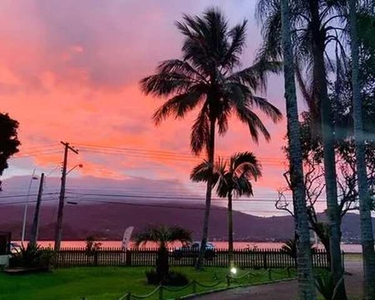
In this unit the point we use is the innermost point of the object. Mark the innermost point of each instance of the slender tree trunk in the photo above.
(230, 230)
(327, 132)
(367, 237)
(306, 287)
(211, 155)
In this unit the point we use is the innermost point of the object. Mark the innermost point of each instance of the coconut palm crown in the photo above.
(207, 78)
(163, 235)
(231, 177)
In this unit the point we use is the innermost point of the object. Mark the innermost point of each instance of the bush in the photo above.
(327, 287)
(177, 279)
(172, 278)
(32, 257)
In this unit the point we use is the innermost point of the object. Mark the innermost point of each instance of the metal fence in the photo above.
(260, 258)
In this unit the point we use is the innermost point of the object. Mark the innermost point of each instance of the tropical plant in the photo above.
(162, 236)
(207, 78)
(327, 287)
(306, 289)
(367, 236)
(233, 179)
(315, 26)
(9, 142)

◆ Brief
Instructions for the listing above: set down every entry exactly and drop any image.

◆ Worked solution
In this unit the point we use is the innermost point of the object. Mark the innermost point of each instance of the slender tree trunk in the photo above.
(230, 230)
(327, 132)
(367, 237)
(306, 287)
(211, 155)
In this unit the point we use is the innermost point of the object. Mark the innermost point of each instance of the coconut palm crown in the photo above.
(207, 78)
(163, 235)
(231, 177)
In this unit the point we use is the innermost point of the object. Mark the innermost point of each instance of the bush in the photo above.
(327, 287)
(177, 279)
(172, 278)
(32, 257)
In this unit the point we use is the innermost point of the object. Mark the innermost point of each instance of the metal fence in the photo above.
(260, 258)
In this unit the point we use is the innermost point of the object. Mark the innermost point of each instance of the tropical plant in the photo above.
(162, 236)
(207, 78)
(327, 287)
(306, 289)
(367, 236)
(233, 179)
(315, 26)
(9, 142)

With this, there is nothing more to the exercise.